____ DATA LINES

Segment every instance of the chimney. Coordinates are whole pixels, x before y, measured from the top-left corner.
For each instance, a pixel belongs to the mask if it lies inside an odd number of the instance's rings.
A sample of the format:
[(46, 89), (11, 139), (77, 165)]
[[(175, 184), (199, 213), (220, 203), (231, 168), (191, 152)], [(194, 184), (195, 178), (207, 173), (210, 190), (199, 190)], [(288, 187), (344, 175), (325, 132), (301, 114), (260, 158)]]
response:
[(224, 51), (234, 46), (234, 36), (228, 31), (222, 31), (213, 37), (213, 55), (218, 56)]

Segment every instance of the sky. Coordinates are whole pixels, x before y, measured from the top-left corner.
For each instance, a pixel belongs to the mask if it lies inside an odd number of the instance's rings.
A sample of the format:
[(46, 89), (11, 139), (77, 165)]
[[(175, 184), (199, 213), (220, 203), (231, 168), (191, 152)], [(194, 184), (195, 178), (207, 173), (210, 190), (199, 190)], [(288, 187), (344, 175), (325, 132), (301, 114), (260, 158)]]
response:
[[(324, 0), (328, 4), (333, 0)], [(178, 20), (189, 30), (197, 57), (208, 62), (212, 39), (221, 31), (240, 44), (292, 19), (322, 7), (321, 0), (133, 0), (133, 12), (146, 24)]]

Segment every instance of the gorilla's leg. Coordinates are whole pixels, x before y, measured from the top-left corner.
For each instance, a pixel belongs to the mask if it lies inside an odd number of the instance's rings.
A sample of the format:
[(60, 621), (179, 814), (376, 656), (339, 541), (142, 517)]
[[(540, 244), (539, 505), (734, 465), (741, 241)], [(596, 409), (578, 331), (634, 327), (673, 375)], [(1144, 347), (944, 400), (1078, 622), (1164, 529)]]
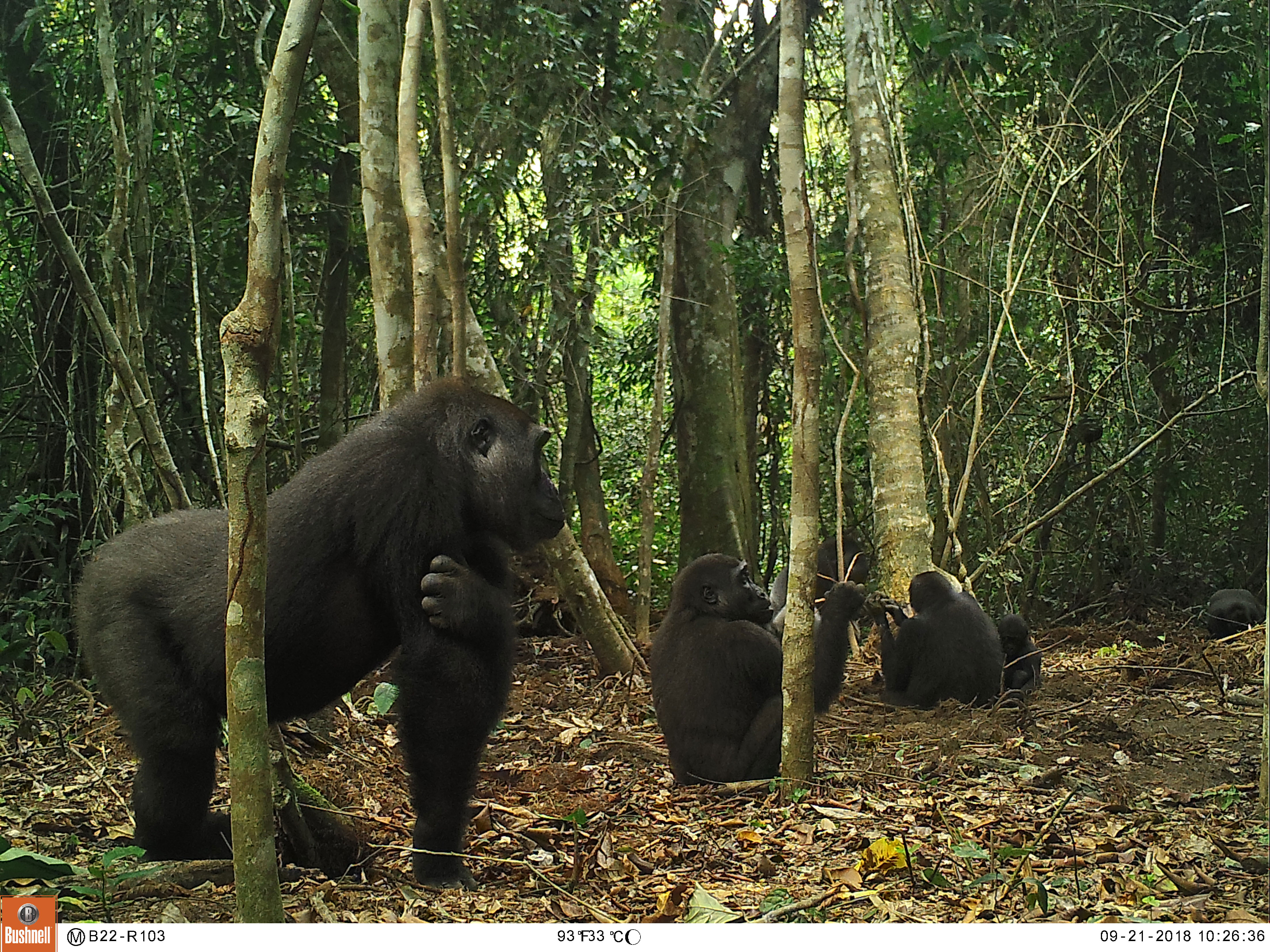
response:
[(399, 727), (411, 777), (414, 847), (423, 850), (414, 854), (414, 875), (424, 885), (476, 886), (457, 854), (476, 767), (507, 696), (502, 670), (509, 668), (490, 665), (442, 633), (401, 647)]
[(150, 859), (229, 859), (230, 821), (211, 814), (216, 745), (202, 749), (138, 751), (132, 783), (137, 845)]

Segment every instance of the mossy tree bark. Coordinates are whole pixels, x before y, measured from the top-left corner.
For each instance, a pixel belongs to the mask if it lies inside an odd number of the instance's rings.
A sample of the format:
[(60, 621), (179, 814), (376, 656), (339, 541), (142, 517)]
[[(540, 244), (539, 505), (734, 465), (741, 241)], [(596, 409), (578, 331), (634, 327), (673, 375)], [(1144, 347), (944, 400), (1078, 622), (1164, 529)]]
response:
[(273, 784), (264, 683), (267, 388), (281, 315), (282, 215), (287, 149), (321, 0), (292, 0), (278, 37), (260, 109), (246, 287), (221, 321), (225, 362), (225, 449), (229, 500), (229, 586), (225, 680), (229, 721), (230, 821), (240, 922), (282, 922), (273, 843)]
[(357, 76), (362, 126), (362, 216), (375, 301), (380, 406), (414, 390), (414, 301), (410, 237), (398, 178), (400, 0), (362, 0), (357, 17)]
[(878, 0), (846, 0), (847, 112), (856, 161), (867, 317), (865, 381), (878, 579), (892, 597), (931, 567), (931, 518), (917, 405), (921, 333), (895, 162), (880, 88), (888, 61)]
[(804, 0), (781, 4), (780, 98), (776, 107), (785, 258), (794, 322), (790, 576), (781, 650), (781, 776), (809, 781), (815, 767), (815, 551), (820, 542), (820, 291), (803, 138)]

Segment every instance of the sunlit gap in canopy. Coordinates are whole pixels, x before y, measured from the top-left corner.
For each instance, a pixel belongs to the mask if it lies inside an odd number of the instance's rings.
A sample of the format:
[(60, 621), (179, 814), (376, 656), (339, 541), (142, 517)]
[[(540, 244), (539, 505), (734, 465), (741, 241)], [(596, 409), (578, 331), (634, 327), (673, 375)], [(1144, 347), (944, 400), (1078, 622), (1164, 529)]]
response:
[[(740, 8), (739, 10), (737, 8)], [(732, 19), (733, 14), (737, 15), (737, 22), (743, 23), (749, 18), (749, 4), (738, 4), (734, 0), (723, 0), (719, 8), (715, 10), (715, 39), (719, 38), (719, 33), (728, 20)], [(775, 0), (763, 0), (763, 15), (771, 23), (772, 17), (776, 15), (776, 3)]]

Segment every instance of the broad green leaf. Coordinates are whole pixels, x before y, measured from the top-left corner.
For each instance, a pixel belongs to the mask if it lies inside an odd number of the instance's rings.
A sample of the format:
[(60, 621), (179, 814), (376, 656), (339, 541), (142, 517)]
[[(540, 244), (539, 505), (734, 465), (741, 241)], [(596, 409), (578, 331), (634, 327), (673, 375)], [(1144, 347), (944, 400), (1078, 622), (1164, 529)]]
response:
[(688, 900), (688, 911), (683, 914), (686, 923), (733, 923), (740, 913), (728, 909), (723, 902), (697, 886)]

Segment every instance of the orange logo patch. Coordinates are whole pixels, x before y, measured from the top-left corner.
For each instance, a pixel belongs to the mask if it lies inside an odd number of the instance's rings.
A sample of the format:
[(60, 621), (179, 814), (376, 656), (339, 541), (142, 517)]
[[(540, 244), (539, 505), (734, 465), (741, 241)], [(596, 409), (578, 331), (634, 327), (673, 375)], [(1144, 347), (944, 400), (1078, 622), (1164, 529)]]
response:
[(4, 896), (0, 949), (3, 952), (55, 952), (57, 948), (57, 896)]

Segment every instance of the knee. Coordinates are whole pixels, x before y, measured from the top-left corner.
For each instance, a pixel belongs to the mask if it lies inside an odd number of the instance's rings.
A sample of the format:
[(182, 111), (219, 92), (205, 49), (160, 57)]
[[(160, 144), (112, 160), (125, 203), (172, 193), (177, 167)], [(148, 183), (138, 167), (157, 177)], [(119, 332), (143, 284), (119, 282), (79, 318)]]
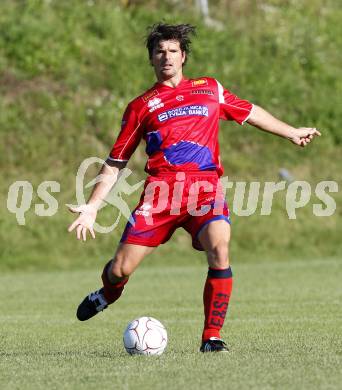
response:
[(228, 242), (220, 241), (208, 251), (208, 263), (213, 268), (228, 268)]

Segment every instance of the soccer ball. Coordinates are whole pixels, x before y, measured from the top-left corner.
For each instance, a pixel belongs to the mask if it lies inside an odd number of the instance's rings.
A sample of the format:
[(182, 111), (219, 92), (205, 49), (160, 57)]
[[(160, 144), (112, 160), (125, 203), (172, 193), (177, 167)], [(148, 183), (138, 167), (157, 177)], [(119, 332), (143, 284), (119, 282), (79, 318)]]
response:
[(131, 355), (161, 355), (167, 345), (167, 332), (158, 320), (140, 317), (127, 325), (123, 342)]

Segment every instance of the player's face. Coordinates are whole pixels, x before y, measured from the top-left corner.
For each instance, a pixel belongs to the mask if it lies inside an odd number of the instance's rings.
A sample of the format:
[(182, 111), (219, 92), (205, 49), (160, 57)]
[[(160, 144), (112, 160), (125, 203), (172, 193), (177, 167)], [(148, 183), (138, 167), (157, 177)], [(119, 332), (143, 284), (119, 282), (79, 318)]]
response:
[(153, 49), (151, 64), (158, 80), (169, 80), (182, 76), (185, 52), (178, 41), (160, 41)]

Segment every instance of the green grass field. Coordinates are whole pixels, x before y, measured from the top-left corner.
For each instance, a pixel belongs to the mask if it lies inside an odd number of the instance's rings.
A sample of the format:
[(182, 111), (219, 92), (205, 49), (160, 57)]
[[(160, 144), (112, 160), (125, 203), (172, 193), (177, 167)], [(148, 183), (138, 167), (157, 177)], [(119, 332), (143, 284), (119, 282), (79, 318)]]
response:
[[(206, 267), (148, 262), (115, 306), (75, 318), (99, 270), (0, 276), (0, 388), (340, 389), (342, 268), (338, 259), (236, 264), (223, 336), (230, 353), (198, 352)], [(161, 357), (122, 345), (131, 319), (168, 329)]]

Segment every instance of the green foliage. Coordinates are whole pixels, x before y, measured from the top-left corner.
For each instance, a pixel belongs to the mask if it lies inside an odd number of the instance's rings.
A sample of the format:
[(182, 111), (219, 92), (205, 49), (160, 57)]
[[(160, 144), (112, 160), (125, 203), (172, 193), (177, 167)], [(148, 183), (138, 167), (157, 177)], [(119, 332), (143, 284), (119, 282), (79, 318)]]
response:
[[(75, 310), (99, 287), (99, 270), (2, 273), (1, 389), (204, 390), (218, 372), (232, 390), (340, 389), (339, 259), (236, 265), (222, 330), (230, 352), (215, 356), (198, 352), (206, 267), (156, 264), (146, 259), (120, 300), (87, 323)], [(142, 315), (167, 328), (160, 357), (123, 349), (123, 330)]]
[[(123, 3), (0, 3), (0, 239), (6, 243), (1, 268), (88, 266), (94, 258), (112, 255), (121, 230), (99, 235), (86, 246), (76, 243), (66, 233), (72, 216), (64, 204), (75, 203), (74, 178), (81, 161), (107, 155), (125, 105), (154, 82), (144, 34), (161, 19), (198, 26), (185, 69), (189, 77), (216, 77), (289, 123), (323, 132), (302, 150), (248, 126), (223, 123), (221, 154), (232, 180), (277, 181), (278, 169), (286, 167), (313, 185), (341, 181), (342, 24), (337, 1), (324, 6), (316, 0), (212, 1), (219, 29), (206, 26), (192, 2), (163, 2), (159, 9), (153, 1)], [(141, 148), (130, 163), (137, 177), (143, 177), (143, 164)], [(60, 182), (61, 192), (54, 194), (58, 213), (37, 217), (33, 206), (41, 200), (35, 197), (26, 226), (19, 227), (6, 209), (8, 187), (15, 180), (29, 180), (35, 190), (44, 180)], [(334, 197), (341, 201), (340, 194)], [(137, 195), (129, 199), (130, 205), (136, 200)], [(340, 253), (341, 211), (317, 222), (311, 208), (312, 202), (299, 220), (288, 221), (279, 198), (270, 217), (234, 219), (233, 257)], [(100, 218), (110, 220), (112, 214), (104, 211)], [(176, 262), (184, 255), (198, 256), (180, 233), (165, 248), (158, 253), (173, 251)]]

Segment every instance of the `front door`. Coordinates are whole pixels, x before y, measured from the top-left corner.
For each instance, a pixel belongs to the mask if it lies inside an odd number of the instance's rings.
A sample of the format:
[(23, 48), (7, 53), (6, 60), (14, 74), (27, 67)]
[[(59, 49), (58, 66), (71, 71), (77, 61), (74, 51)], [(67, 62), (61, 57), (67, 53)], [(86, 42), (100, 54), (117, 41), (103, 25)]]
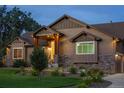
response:
[(122, 56), (116, 59), (116, 73), (124, 73), (124, 57)]
[(50, 41), (48, 46), (44, 48), (47, 56), (48, 56), (48, 61), (49, 63), (54, 63), (54, 57), (55, 57), (55, 42)]

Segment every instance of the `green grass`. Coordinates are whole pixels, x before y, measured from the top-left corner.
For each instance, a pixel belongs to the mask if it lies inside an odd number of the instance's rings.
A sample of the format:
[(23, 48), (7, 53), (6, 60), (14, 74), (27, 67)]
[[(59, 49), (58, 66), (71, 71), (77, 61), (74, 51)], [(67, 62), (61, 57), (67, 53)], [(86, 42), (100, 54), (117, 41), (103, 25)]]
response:
[(79, 78), (21, 76), (15, 74), (19, 69), (0, 68), (0, 88), (58, 88), (77, 85)]

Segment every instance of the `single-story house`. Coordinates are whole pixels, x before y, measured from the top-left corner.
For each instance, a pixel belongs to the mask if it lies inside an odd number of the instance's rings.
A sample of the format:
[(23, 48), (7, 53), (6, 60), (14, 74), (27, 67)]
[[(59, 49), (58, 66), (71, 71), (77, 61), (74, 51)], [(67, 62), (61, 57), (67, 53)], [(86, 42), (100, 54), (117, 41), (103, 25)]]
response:
[[(23, 57), (16, 53), (22, 49), (17, 40), (26, 48)], [(66, 66), (98, 67), (108, 73), (124, 72), (124, 22), (89, 25), (64, 15), (35, 31), (32, 40), (33, 44), (21, 38), (12, 42), (10, 59), (18, 55), (29, 61), (32, 45), (35, 45), (44, 48), (50, 64), (62, 62)]]

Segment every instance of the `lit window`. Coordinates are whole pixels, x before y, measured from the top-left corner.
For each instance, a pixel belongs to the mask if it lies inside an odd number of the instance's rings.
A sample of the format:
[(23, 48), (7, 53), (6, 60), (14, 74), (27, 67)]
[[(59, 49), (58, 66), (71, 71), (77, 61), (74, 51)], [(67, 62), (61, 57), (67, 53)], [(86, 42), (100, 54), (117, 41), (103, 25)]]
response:
[(76, 43), (76, 54), (94, 54), (95, 43), (94, 41), (77, 42)]
[(23, 48), (13, 48), (13, 59), (23, 59)]

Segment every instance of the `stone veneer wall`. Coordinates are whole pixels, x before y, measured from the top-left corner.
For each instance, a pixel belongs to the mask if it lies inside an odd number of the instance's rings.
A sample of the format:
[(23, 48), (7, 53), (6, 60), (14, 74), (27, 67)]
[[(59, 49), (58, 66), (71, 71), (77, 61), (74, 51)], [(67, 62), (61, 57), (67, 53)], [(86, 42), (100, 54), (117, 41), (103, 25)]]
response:
[(77, 67), (85, 67), (85, 68), (99, 68), (103, 70), (107, 74), (115, 73), (115, 61), (112, 55), (100, 55), (99, 61), (97, 63), (75, 63), (73, 62), (73, 58), (69, 58), (67, 56), (62, 56), (61, 61), (64, 66), (68, 67), (71, 65), (76, 65)]

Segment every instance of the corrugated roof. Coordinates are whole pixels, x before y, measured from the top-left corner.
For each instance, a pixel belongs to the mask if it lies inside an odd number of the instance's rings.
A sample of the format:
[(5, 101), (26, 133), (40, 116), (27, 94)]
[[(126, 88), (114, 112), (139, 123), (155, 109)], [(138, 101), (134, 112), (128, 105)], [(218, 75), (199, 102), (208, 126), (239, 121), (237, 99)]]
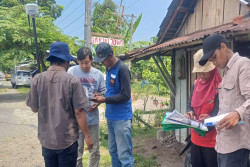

________

## STATED PROBLEM
Revise the part of the entries that opens with the line containing "Segment every instance of the corrugated" and runs through the end of the entries, putting "integer pixels" wherever "whole pixels" appears and keeping everything else the same. Leave the pictures out.

## SOLVED PROBLEM
Segment every instance of the corrugated roof. Coordinates are integer pixels, x before y, measured from the top-left corner.
For each instance, a pixel belongs to the mask if it lies inside an odd number of the instance's rings.
A sample of the format:
[(5, 101), (26, 133), (40, 116), (27, 94)]
[[(126, 88), (114, 112), (139, 123), (155, 109)], [(138, 101), (134, 112), (128, 105)], [(218, 75), (199, 102), (208, 126), (239, 121), (237, 99)]]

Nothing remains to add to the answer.